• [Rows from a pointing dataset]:
---------------

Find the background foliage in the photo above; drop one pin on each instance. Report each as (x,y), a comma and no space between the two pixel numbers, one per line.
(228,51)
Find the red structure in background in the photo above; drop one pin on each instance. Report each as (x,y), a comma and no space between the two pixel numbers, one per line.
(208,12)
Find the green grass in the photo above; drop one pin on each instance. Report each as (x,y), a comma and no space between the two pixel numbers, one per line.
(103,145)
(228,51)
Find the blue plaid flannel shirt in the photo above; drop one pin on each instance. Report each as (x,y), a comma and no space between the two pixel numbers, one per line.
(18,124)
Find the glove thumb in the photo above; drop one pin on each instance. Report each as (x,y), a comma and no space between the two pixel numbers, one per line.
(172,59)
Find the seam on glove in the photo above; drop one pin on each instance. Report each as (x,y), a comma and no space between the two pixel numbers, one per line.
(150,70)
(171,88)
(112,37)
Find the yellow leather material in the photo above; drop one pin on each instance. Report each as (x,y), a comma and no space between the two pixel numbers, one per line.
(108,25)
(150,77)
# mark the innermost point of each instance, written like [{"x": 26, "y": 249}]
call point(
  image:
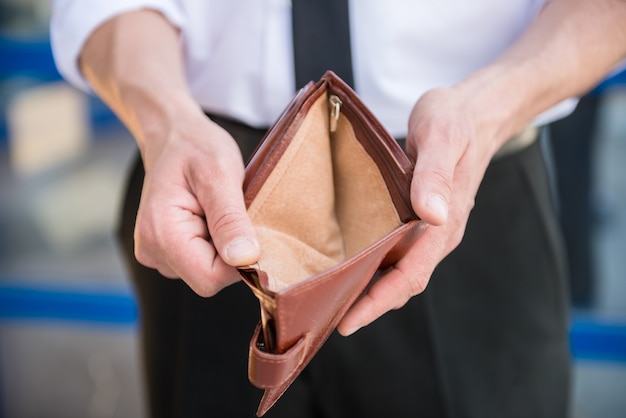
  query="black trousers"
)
[{"x": 488, "y": 338}]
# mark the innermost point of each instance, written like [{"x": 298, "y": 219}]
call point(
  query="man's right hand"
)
[{"x": 192, "y": 221}]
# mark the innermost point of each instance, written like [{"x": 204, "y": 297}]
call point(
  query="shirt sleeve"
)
[{"x": 72, "y": 21}]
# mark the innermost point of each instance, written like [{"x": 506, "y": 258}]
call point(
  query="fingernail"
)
[
  {"x": 439, "y": 206},
  {"x": 351, "y": 331},
  {"x": 242, "y": 251}
]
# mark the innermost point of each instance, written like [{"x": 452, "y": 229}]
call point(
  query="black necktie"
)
[{"x": 321, "y": 40}]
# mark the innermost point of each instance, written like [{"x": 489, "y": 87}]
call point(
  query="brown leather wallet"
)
[{"x": 328, "y": 193}]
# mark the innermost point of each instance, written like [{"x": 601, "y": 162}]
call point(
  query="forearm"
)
[
  {"x": 569, "y": 48},
  {"x": 134, "y": 63}
]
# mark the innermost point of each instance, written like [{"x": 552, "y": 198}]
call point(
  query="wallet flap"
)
[{"x": 328, "y": 193}]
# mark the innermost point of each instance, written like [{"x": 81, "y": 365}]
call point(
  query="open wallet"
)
[{"x": 327, "y": 191}]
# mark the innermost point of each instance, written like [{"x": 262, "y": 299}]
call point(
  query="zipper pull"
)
[{"x": 335, "y": 109}]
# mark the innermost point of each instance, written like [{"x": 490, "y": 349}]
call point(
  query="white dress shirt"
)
[{"x": 239, "y": 57}]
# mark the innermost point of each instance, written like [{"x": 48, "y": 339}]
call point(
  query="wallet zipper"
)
[{"x": 335, "y": 111}]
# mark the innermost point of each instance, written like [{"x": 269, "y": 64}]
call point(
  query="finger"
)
[
  {"x": 218, "y": 188},
  {"x": 433, "y": 176},
  {"x": 201, "y": 268},
  {"x": 179, "y": 248},
  {"x": 406, "y": 279}
]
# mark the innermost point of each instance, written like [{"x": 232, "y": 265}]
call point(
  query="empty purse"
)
[{"x": 327, "y": 191}]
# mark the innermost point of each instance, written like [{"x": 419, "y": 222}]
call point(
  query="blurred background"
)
[{"x": 68, "y": 321}]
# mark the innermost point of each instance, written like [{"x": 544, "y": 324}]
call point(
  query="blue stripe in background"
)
[
  {"x": 107, "y": 306},
  {"x": 592, "y": 337}
]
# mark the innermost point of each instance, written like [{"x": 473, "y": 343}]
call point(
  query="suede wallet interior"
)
[{"x": 327, "y": 191}]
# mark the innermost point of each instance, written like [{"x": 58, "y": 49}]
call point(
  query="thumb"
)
[
  {"x": 431, "y": 188},
  {"x": 229, "y": 225},
  {"x": 231, "y": 230}
]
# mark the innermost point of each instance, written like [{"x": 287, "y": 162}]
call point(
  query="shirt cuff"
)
[{"x": 73, "y": 21}]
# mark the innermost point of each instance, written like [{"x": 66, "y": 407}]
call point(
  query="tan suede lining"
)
[{"x": 324, "y": 202}]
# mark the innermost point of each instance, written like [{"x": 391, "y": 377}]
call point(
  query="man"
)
[{"x": 488, "y": 337}]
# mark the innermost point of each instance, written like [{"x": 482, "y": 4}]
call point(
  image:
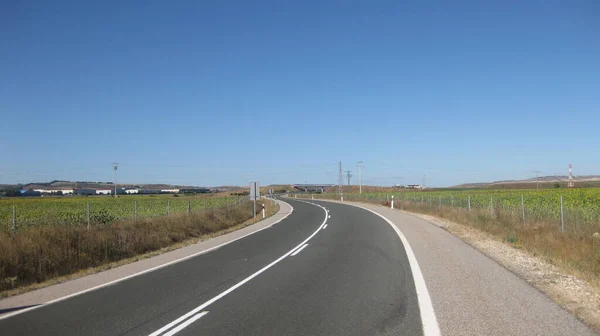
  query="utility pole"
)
[
  {"x": 341, "y": 179},
  {"x": 115, "y": 167},
  {"x": 360, "y": 167},
  {"x": 537, "y": 178},
  {"x": 348, "y": 173}
]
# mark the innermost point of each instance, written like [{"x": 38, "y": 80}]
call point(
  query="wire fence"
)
[
  {"x": 569, "y": 212},
  {"x": 24, "y": 213}
]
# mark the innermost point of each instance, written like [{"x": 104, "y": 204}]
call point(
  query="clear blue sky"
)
[{"x": 213, "y": 93}]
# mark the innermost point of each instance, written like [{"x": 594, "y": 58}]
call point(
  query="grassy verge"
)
[
  {"x": 40, "y": 255},
  {"x": 575, "y": 254}
]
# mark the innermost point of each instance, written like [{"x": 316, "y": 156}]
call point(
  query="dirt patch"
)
[{"x": 575, "y": 295}]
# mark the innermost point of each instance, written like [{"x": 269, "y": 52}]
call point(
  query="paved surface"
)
[
  {"x": 41, "y": 296},
  {"x": 471, "y": 293},
  {"x": 351, "y": 277}
]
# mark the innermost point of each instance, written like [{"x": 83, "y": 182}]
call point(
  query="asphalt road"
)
[{"x": 307, "y": 275}]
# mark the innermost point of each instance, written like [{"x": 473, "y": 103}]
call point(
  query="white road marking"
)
[
  {"x": 428, "y": 319},
  {"x": 185, "y": 324},
  {"x": 142, "y": 272},
  {"x": 239, "y": 284},
  {"x": 300, "y": 249}
]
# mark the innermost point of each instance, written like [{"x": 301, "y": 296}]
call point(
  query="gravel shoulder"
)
[
  {"x": 575, "y": 295},
  {"x": 481, "y": 286}
]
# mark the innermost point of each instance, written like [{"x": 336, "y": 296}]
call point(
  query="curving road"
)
[{"x": 323, "y": 270}]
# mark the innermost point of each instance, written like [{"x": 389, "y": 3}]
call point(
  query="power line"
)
[
  {"x": 115, "y": 167},
  {"x": 341, "y": 180},
  {"x": 360, "y": 167},
  {"x": 537, "y": 178},
  {"x": 348, "y": 173}
]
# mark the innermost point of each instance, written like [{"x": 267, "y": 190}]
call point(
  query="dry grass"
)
[
  {"x": 578, "y": 255},
  {"x": 39, "y": 254}
]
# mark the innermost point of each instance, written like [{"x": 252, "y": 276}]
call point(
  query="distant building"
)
[
  {"x": 55, "y": 190},
  {"x": 30, "y": 193},
  {"x": 94, "y": 191}
]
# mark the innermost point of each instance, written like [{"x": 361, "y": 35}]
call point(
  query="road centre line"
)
[
  {"x": 185, "y": 324},
  {"x": 239, "y": 284},
  {"x": 7, "y": 315},
  {"x": 428, "y": 318},
  {"x": 300, "y": 249}
]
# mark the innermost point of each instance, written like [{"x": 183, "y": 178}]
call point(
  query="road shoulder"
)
[
  {"x": 474, "y": 294},
  {"x": 30, "y": 300}
]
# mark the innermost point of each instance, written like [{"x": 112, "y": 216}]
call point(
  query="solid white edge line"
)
[
  {"x": 185, "y": 324},
  {"x": 144, "y": 271},
  {"x": 428, "y": 319},
  {"x": 298, "y": 250},
  {"x": 239, "y": 284}
]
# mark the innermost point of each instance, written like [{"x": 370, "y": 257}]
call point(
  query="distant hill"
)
[
  {"x": 550, "y": 181},
  {"x": 110, "y": 185}
]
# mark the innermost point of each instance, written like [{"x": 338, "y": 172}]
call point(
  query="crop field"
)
[
  {"x": 580, "y": 207},
  {"x": 102, "y": 209}
]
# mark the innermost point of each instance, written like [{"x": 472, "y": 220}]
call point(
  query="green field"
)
[
  {"x": 581, "y": 207},
  {"x": 102, "y": 209}
]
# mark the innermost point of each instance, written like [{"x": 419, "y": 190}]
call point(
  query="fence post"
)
[
  {"x": 562, "y": 215},
  {"x": 14, "y": 227},
  {"x": 88, "y": 213},
  {"x": 523, "y": 208}
]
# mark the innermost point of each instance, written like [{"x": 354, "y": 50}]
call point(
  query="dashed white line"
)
[
  {"x": 185, "y": 324},
  {"x": 144, "y": 271},
  {"x": 239, "y": 284},
  {"x": 428, "y": 318},
  {"x": 300, "y": 249}
]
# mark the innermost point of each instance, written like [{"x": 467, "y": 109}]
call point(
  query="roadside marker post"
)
[{"x": 14, "y": 228}]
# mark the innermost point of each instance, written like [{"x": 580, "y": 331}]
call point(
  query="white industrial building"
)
[{"x": 63, "y": 191}]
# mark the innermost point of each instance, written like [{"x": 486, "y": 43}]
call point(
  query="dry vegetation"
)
[
  {"x": 577, "y": 252},
  {"x": 40, "y": 253}
]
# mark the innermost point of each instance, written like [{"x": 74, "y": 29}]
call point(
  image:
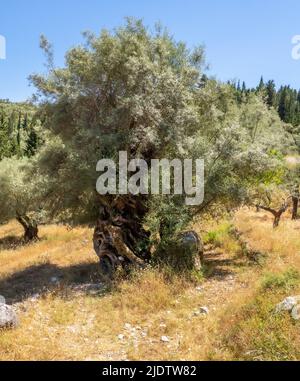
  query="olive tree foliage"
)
[
  {"x": 18, "y": 197},
  {"x": 141, "y": 92}
]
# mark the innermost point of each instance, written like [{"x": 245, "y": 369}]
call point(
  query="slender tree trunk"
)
[
  {"x": 295, "y": 207},
  {"x": 30, "y": 227},
  {"x": 276, "y": 213}
]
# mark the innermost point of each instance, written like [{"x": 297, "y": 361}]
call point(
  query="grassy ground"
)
[{"x": 67, "y": 311}]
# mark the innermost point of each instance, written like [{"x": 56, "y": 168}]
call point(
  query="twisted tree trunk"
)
[
  {"x": 119, "y": 236},
  {"x": 295, "y": 201},
  {"x": 30, "y": 227}
]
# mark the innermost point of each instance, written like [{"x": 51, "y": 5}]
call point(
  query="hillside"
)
[{"x": 67, "y": 311}]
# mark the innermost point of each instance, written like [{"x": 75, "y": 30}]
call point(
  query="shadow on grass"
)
[
  {"x": 11, "y": 242},
  {"x": 40, "y": 279},
  {"x": 219, "y": 268}
]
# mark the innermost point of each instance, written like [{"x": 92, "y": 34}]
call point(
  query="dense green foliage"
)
[
  {"x": 146, "y": 94},
  {"x": 19, "y": 129}
]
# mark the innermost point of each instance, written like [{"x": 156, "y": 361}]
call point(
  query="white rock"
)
[
  {"x": 287, "y": 304},
  {"x": 8, "y": 317},
  {"x": 296, "y": 312},
  {"x": 204, "y": 310}
]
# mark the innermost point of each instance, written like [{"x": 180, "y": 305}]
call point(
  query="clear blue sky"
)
[{"x": 244, "y": 39}]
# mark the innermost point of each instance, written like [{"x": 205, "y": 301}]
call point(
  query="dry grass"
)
[{"x": 68, "y": 321}]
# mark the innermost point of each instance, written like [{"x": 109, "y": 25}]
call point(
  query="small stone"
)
[
  {"x": 287, "y": 304},
  {"x": 204, "y": 310},
  {"x": 8, "y": 317},
  {"x": 296, "y": 312}
]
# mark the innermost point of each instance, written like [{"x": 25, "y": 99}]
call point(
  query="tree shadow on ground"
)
[
  {"x": 219, "y": 268},
  {"x": 40, "y": 279},
  {"x": 11, "y": 242}
]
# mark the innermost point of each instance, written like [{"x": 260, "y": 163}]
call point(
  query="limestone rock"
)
[{"x": 8, "y": 317}]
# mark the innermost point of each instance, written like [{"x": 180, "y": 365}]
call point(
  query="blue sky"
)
[{"x": 243, "y": 39}]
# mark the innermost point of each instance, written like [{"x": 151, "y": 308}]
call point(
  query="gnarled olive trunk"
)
[
  {"x": 30, "y": 227},
  {"x": 119, "y": 236},
  {"x": 295, "y": 201}
]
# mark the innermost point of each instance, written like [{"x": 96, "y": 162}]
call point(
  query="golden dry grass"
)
[{"x": 68, "y": 322}]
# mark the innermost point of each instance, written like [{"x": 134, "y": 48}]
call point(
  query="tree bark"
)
[
  {"x": 119, "y": 232},
  {"x": 295, "y": 201},
  {"x": 30, "y": 227}
]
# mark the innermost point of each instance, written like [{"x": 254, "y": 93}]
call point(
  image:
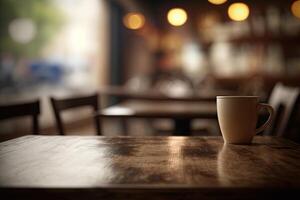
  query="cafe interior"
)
[{"x": 147, "y": 75}]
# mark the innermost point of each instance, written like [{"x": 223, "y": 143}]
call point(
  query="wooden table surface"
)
[
  {"x": 95, "y": 167},
  {"x": 162, "y": 109}
]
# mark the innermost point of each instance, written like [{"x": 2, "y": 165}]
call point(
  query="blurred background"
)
[{"x": 177, "y": 47}]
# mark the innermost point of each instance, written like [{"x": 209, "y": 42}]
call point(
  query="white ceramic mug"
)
[{"x": 237, "y": 116}]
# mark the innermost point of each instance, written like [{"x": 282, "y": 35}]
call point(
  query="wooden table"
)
[
  {"x": 95, "y": 167},
  {"x": 182, "y": 113}
]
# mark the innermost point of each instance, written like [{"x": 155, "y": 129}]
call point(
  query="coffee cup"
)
[{"x": 237, "y": 116}]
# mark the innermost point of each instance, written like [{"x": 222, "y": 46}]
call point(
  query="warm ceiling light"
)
[
  {"x": 296, "y": 8},
  {"x": 217, "y": 2},
  {"x": 238, "y": 11},
  {"x": 134, "y": 21},
  {"x": 177, "y": 16}
]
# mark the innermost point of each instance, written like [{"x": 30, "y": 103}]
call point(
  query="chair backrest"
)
[
  {"x": 59, "y": 105},
  {"x": 285, "y": 101},
  {"x": 21, "y": 110}
]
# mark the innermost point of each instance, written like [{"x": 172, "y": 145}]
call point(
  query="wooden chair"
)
[
  {"x": 21, "y": 110},
  {"x": 59, "y": 105},
  {"x": 285, "y": 101}
]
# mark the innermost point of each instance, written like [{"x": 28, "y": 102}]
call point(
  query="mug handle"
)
[{"x": 268, "y": 122}]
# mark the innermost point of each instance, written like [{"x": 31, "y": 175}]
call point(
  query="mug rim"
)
[{"x": 232, "y": 97}]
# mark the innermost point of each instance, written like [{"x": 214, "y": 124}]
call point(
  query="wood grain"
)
[{"x": 90, "y": 167}]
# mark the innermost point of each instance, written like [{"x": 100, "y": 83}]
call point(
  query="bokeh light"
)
[
  {"x": 22, "y": 30},
  {"x": 238, "y": 11},
  {"x": 177, "y": 16},
  {"x": 217, "y": 2},
  {"x": 134, "y": 21},
  {"x": 295, "y": 8}
]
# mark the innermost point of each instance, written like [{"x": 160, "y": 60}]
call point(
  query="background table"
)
[
  {"x": 152, "y": 94},
  {"x": 181, "y": 113},
  {"x": 95, "y": 167}
]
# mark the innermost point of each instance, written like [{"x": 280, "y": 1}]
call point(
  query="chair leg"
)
[
  {"x": 98, "y": 124},
  {"x": 35, "y": 123}
]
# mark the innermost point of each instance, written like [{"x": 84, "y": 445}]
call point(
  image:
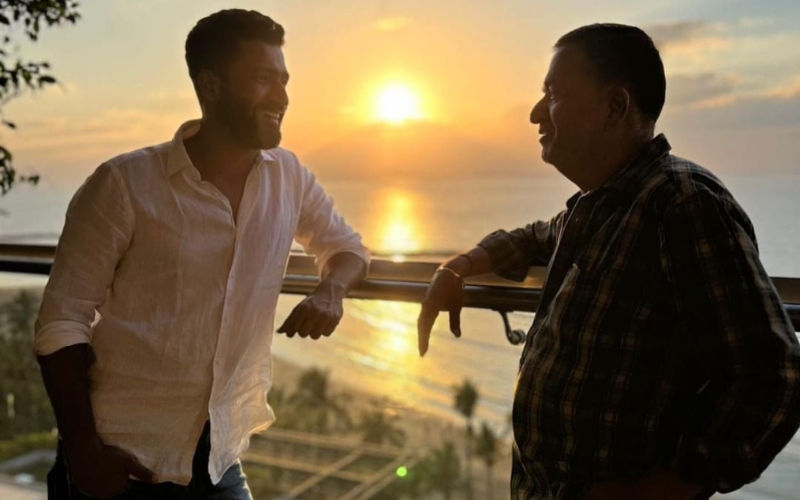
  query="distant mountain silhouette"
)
[{"x": 416, "y": 150}]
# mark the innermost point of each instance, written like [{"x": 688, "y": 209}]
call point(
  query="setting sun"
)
[{"x": 397, "y": 103}]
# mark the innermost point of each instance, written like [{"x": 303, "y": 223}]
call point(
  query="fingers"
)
[
  {"x": 427, "y": 317},
  {"x": 307, "y": 320},
  {"x": 455, "y": 320}
]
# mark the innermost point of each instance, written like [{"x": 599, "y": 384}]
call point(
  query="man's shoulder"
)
[
  {"x": 685, "y": 180},
  {"x": 288, "y": 163}
]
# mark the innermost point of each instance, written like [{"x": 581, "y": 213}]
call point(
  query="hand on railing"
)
[{"x": 445, "y": 293}]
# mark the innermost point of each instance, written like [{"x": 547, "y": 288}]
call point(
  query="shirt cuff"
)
[
  {"x": 361, "y": 252},
  {"x": 58, "y": 335}
]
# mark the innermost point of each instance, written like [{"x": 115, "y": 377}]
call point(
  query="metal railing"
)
[{"x": 389, "y": 280}]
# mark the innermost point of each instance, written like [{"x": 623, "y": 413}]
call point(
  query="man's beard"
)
[{"x": 245, "y": 125}]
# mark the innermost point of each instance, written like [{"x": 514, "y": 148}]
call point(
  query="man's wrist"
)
[
  {"x": 332, "y": 287},
  {"x": 460, "y": 264}
]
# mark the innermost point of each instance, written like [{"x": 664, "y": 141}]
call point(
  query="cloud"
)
[
  {"x": 677, "y": 32},
  {"x": 704, "y": 89},
  {"x": 788, "y": 90},
  {"x": 692, "y": 39},
  {"x": 391, "y": 24}
]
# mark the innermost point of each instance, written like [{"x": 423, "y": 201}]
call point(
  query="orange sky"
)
[{"x": 475, "y": 69}]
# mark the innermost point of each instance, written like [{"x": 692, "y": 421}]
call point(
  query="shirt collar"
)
[
  {"x": 178, "y": 159},
  {"x": 626, "y": 182}
]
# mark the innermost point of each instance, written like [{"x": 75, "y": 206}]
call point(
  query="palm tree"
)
[
  {"x": 486, "y": 448},
  {"x": 377, "y": 427},
  {"x": 465, "y": 397},
  {"x": 317, "y": 408}
]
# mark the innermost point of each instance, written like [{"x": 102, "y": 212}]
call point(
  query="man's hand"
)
[
  {"x": 658, "y": 484},
  {"x": 101, "y": 471},
  {"x": 445, "y": 293},
  {"x": 318, "y": 314}
]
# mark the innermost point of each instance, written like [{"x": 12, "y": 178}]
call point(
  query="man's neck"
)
[
  {"x": 615, "y": 157},
  {"x": 216, "y": 155}
]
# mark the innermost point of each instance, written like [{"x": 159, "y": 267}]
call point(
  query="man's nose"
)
[
  {"x": 279, "y": 95},
  {"x": 538, "y": 113}
]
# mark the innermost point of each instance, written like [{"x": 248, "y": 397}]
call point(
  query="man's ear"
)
[
  {"x": 208, "y": 86},
  {"x": 619, "y": 104}
]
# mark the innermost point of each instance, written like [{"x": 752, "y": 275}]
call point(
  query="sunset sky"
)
[{"x": 469, "y": 69}]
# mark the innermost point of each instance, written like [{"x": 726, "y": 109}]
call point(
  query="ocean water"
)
[{"x": 374, "y": 348}]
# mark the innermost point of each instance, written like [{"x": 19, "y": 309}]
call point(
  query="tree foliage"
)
[{"x": 18, "y": 75}]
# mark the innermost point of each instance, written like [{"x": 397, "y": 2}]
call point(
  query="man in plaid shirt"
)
[{"x": 660, "y": 363}]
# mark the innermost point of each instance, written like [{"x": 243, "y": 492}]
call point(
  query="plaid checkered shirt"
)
[{"x": 659, "y": 340}]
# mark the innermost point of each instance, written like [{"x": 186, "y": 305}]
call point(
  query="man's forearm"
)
[
  {"x": 344, "y": 271},
  {"x": 475, "y": 261},
  {"x": 66, "y": 378}
]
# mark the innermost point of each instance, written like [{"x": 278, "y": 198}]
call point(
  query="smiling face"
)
[
  {"x": 572, "y": 113},
  {"x": 252, "y": 96}
]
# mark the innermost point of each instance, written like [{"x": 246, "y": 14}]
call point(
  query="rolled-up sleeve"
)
[
  {"x": 748, "y": 404},
  {"x": 97, "y": 230},
  {"x": 321, "y": 231},
  {"x": 513, "y": 252}
]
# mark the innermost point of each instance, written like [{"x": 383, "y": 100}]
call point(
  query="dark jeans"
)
[{"x": 232, "y": 486}]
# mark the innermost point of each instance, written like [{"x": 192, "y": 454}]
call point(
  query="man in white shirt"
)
[{"x": 181, "y": 249}]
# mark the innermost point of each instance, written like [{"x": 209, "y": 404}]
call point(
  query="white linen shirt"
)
[{"x": 186, "y": 297}]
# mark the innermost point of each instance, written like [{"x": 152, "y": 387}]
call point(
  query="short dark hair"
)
[
  {"x": 625, "y": 55},
  {"x": 215, "y": 38}
]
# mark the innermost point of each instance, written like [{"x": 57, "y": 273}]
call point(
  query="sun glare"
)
[{"x": 397, "y": 103}]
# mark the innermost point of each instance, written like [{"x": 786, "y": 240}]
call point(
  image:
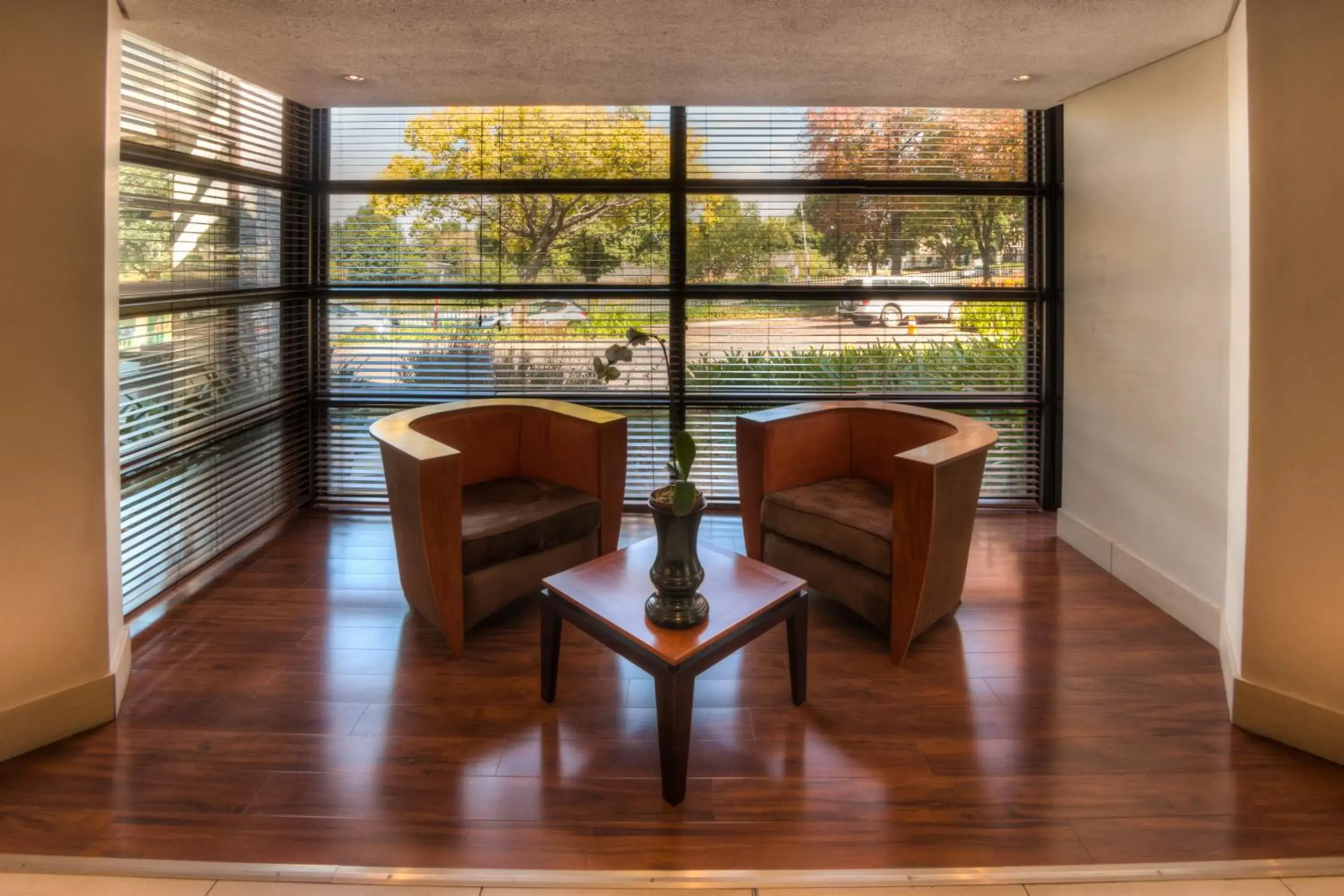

---------------

• [REQUIRED TASK]: Show every line of the data above that contains the string "wallet", copying each one in full.

• [PROBLEM SOLUTION]:
  query="brown leather wallet"
  query="wallet flap"
  query="open wallet"
  query="wallet zipper"
  query="suede wallet interior"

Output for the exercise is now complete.